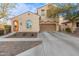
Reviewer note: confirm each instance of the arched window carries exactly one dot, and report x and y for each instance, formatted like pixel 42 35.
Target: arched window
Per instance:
pixel 28 24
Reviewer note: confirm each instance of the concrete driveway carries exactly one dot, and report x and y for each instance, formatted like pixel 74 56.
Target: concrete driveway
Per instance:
pixel 55 44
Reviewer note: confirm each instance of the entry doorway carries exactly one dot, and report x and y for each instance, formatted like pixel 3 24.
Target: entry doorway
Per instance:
pixel 15 25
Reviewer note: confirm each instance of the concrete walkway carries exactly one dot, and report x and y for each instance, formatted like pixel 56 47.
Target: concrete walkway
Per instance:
pixel 54 44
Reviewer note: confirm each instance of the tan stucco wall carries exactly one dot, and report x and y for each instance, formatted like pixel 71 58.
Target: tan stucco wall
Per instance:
pixel 24 17
pixel 35 22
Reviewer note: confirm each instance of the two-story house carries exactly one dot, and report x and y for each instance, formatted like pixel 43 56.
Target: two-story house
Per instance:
pixel 47 24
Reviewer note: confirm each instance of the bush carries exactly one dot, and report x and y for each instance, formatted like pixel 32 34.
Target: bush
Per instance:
pixel 68 30
pixel 7 28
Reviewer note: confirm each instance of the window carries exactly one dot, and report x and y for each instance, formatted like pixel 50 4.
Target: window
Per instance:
pixel 28 24
pixel 42 12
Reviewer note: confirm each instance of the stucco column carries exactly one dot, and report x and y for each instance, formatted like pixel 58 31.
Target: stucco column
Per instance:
pixel 57 27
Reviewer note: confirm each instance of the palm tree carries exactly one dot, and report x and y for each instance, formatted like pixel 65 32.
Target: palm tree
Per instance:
pixel 71 15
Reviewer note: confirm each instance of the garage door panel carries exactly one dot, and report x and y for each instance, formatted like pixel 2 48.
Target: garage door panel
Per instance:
pixel 47 27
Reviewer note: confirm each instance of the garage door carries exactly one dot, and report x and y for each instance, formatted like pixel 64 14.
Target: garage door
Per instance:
pixel 47 27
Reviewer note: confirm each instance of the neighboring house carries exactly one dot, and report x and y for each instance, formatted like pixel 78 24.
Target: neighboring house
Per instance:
pixel 39 22
pixel 47 24
pixel 27 22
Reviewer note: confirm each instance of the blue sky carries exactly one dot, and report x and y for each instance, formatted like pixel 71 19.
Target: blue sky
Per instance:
pixel 25 7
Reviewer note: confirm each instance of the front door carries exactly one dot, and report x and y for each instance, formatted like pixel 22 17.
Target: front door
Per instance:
pixel 15 26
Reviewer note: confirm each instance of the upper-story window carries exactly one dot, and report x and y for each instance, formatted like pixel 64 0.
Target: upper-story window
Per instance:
pixel 28 24
pixel 42 12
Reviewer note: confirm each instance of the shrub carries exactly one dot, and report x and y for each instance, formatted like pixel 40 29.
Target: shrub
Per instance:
pixel 68 30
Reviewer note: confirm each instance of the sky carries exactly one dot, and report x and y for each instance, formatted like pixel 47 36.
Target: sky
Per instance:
pixel 25 7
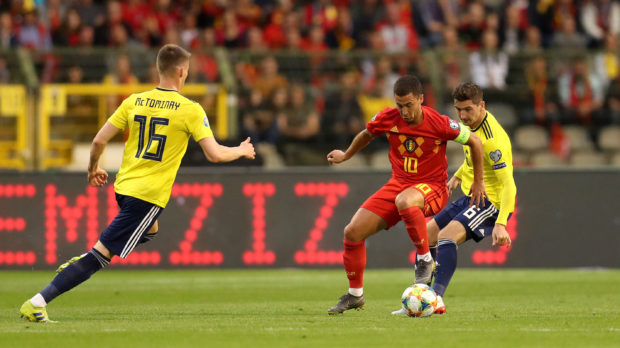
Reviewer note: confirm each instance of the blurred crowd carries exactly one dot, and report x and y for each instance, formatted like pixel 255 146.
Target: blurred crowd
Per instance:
pixel 298 92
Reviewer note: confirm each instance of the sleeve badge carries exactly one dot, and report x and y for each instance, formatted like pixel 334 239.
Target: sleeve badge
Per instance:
pixel 495 155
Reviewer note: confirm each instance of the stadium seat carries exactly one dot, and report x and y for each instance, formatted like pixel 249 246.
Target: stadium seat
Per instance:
pixel 519 159
pixel 546 159
pixel 531 138
pixel 578 138
pixel 587 159
pixel 609 138
pixel 505 115
pixel 614 161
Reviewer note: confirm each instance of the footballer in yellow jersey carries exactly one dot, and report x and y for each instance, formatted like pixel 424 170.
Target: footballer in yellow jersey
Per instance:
pixel 460 222
pixel 160 123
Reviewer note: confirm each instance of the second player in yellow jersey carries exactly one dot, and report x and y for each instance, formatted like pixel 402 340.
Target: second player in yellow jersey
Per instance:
pixel 160 122
pixel 461 220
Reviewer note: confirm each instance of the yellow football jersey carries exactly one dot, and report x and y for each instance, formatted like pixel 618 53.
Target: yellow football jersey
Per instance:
pixel 498 178
pixel 160 122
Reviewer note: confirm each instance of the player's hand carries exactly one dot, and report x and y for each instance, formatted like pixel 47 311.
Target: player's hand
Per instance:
pixel 247 148
pixel 98 177
pixel 453 183
pixel 478 194
pixel 500 236
pixel 336 156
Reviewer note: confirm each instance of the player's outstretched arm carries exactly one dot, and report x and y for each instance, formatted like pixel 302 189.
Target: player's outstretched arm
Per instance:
pixel 215 152
pixel 359 142
pixel 500 235
pixel 97 176
pixel 453 183
pixel 478 191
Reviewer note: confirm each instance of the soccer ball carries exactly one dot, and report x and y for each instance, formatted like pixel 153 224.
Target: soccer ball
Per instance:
pixel 419 300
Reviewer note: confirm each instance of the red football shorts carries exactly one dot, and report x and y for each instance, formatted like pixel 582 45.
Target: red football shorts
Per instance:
pixel 383 203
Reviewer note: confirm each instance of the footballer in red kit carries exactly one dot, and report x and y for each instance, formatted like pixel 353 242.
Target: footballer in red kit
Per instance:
pixel 417 136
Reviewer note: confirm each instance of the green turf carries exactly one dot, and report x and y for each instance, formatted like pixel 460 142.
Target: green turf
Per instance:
pixel 288 308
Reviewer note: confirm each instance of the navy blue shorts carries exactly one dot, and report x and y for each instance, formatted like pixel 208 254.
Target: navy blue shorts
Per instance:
pixel 134 219
pixel 478 222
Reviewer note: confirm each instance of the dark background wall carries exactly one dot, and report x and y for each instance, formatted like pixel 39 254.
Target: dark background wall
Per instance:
pixel 225 218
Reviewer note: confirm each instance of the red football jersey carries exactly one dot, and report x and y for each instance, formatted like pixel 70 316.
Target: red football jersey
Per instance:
pixel 417 154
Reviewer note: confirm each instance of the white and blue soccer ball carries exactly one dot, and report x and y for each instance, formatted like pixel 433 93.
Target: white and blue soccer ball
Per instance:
pixel 419 300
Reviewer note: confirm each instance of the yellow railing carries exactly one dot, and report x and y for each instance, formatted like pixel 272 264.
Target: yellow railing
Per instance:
pixel 13 148
pixel 53 103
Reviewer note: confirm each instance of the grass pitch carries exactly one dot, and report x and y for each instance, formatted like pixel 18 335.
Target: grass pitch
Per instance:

:::::

Directions | Format the rows starting with the line containing "Reviewer note: confirm each instance of the two-story" and running through the line containing "pixel 71 15", both inclusive, as a JSON array of strings with one string per line and blank lines omitted.

Written reply |
[
  "Reviewer note: confirm each instance of the two-story house carries exactly one dot, and report x and y for each instance, formatted like pixel 43 56.",
  "Target: two-story house",
  "Per instance:",
  "pixel 47 24",
  "Reviewer note: confirm each instance of the bush carries exactly one dot, and report x and y for each instance, formatted like pixel 32 34.",
  "Target: bush",
  "Per instance:",
  "pixel 68 30",
  "pixel 7 28",
  "Reviewer note: confirm each instance of the window carries exactly one dot, and report x and y for each instance, formatted like pixel 50 4.",
  "Target: window",
  "Per instance:",
  "pixel 28 24",
  "pixel 42 12",
  "Reviewer note: confirm each instance of the stucco column carries exactly one dot, and report x and y for each instance, formatted like pixel 58 31.",
  "Target: stucco column",
  "Per instance:",
  "pixel 57 27",
  "Reviewer note: confirm each instance of the palm tree carries exactly one dot, and report x and y for each instance, formatted like pixel 65 32.",
  "Target: palm tree",
  "Per instance:",
  "pixel 71 15"
]